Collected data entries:
- - - - -
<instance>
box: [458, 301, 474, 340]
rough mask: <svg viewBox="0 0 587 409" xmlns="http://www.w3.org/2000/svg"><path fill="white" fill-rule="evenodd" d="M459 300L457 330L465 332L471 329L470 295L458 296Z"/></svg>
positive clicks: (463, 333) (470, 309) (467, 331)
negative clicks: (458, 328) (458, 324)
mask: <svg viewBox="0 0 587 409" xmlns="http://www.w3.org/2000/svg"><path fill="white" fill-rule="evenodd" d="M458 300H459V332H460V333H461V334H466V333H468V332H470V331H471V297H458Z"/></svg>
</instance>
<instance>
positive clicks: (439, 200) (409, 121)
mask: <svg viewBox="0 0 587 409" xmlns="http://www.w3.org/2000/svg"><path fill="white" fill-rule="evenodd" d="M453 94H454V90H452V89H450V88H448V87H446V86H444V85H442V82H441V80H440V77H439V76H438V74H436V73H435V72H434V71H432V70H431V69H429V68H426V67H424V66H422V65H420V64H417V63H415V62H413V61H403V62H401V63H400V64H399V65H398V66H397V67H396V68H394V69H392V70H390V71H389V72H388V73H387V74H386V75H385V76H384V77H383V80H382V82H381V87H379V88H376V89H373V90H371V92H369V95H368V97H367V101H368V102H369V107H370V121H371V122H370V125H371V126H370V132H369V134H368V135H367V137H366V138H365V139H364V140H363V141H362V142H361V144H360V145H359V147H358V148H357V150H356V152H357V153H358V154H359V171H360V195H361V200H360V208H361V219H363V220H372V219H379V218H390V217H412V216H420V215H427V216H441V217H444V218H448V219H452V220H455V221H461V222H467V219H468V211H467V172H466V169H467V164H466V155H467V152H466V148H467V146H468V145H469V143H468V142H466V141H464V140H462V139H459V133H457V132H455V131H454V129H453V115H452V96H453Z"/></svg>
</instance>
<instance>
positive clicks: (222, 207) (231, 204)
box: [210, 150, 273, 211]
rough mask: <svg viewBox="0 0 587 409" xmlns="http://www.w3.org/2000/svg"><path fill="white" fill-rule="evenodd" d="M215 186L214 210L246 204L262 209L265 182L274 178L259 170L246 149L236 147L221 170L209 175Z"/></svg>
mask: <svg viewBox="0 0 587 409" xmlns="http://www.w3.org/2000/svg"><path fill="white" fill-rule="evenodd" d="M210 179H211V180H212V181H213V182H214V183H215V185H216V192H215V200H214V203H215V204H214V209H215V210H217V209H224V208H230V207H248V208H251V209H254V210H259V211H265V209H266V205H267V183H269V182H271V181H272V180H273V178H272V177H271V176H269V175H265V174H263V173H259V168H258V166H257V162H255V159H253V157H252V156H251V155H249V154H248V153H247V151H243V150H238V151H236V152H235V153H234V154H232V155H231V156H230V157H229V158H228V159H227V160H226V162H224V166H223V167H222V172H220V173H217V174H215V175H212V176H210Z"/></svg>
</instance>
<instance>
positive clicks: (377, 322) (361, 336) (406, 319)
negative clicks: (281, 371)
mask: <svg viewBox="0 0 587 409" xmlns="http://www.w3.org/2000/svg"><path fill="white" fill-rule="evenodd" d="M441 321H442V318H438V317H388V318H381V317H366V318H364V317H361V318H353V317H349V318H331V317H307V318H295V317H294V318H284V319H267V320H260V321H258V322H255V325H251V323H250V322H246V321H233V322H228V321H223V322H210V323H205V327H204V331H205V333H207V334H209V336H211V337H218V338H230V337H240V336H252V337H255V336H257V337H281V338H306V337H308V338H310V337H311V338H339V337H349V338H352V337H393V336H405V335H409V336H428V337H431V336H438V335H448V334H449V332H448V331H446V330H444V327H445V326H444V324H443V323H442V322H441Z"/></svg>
- - - - -
* [Task goal]: Each entry is to be retyped exactly as it appears.

* [Result of the exercise]:
<instance>
box: [458, 301, 474, 340]
rough mask: <svg viewBox="0 0 587 409" xmlns="http://www.w3.org/2000/svg"><path fill="white" fill-rule="evenodd" d="M459 300L457 330L465 332L471 329L470 295L458 296Z"/></svg>
positive clicks: (463, 333) (470, 309) (467, 331)
negative clicks: (458, 328) (458, 324)
mask: <svg viewBox="0 0 587 409" xmlns="http://www.w3.org/2000/svg"><path fill="white" fill-rule="evenodd" d="M458 300H459V332H460V333H461V334H466V333H468V332H470V331H471V297H458Z"/></svg>
</instance>
<instance>
positive clicks: (439, 200) (409, 121)
mask: <svg viewBox="0 0 587 409" xmlns="http://www.w3.org/2000/svg"><path fill="white" fill-rule="evenodd" d="M453 94H454V90H452V89H450V88H448V87H446V86H444V85H442V82H441V80H440V77H439V76H438V74H436V73H435V72H434V71H432V70H431V69H429V68H426V67H424V66H422V65H420V64H417V63H415V62H413V61H403V62H401V63H400V64H399V65H398V66H397V67H396V68H394V69H392V70H390V71H389V72H388V73H387V74H386V75H385V76H384V77H383V80H382V82H381V87H379V88H376V89H373V90H371V92H369V95H368V97H367V101H368V102H369V107H370V121H371V122H370V125H371V126H370V132H369V134H368V135H367V137H366V138H365V139H364V140H363V141H362V142H361V144H360V145H359V147H358V148H357V150H356V152H357V153H358V154H359V171H360V195H361V200H360V208H361V219H363V220H372V219H379V218H390V217H412V216H420V215H427V216H441V217H444V218H448V219H452V220H455V221H461V222H467V219H468V211H467V172H466V169H467V164H466V155H467V152H466V148H467V146H468V145H469V143H468V142H466V141H464V140H462V139H459V133H457V132H455V131H454V129H453V115H452V96H453Z"/></svg>
</instance>
<instance>
positive clicks: (222, 207) (231, 204)
box: [210, 150, 273, 211]
rough mask: <svg viewBox="0 0 587 409" xmlns="http://www.w3.org/2000/svg"><path fill="white" fill-rule="evenodd" d="M215 186L214 210L246 204L262 209L265 182L274 178L259 170L246 149L236 147L221 170L209 175Z"/></svg>
mask: <svg viewBox="0 0 587 409" xmlns="http://www.w3.org/2000/svg"><path fill="white" fill-rule="evenodd" d="M210 179H211V180H212V181H213V182H214V183H215V185H216V192H215V200H214V203H215V204H214V209H215V210H217V209H224V208H230V207H248V208H251V209H254V210H259V211H265V209H266V205H267V183H269V182H271V181H272V180H273V178H272V177H271V176H269V175H265V174H263V173H259V168H258V166H257V162H255V159H253V157H252V156H251V155H249V154H248V153H247V151H243V150H238V151H236V152H235V153H234V154H232V155H231V156H230V157H229V158H228V159H227V160H226V162H224V166H223V167H222V172H220V173H217V174H215V175H212V176H210Z"/></svg>
</instance>
<instance>
positive clicks: (377, 322) (361, 336) (406, 319)
negative clicks: (281, 371)
mask: <svg viewBox="0 0 587 409" xmlns="http://www.w3.org/2000/svg"><path fill="white" fill-rule="evenodd" d="M441 321H442V318H438V317H388V318H381V317H366V318H364V317H361V318H353V317H349V318H331V317H307V318H295V317H294V318H284V319H267V320H260V321H258V322H255V325H251V323H250V322H246V321H233V322H228V321H223V322H210V323H205V327H204V331H205V333H207V334H209V336H211V337H218V338H230V337H240V336H252V337H255V336H257V337H281V338H306V337H308V338H310V337H311V338H339V337H349V338H352V337H393V336H405V335H409V336H428V337H431V336H438V335H448V334H449V332H448V331H446V330H444V327H445V326H444V324H443V323H442V322H441Z"/></svg>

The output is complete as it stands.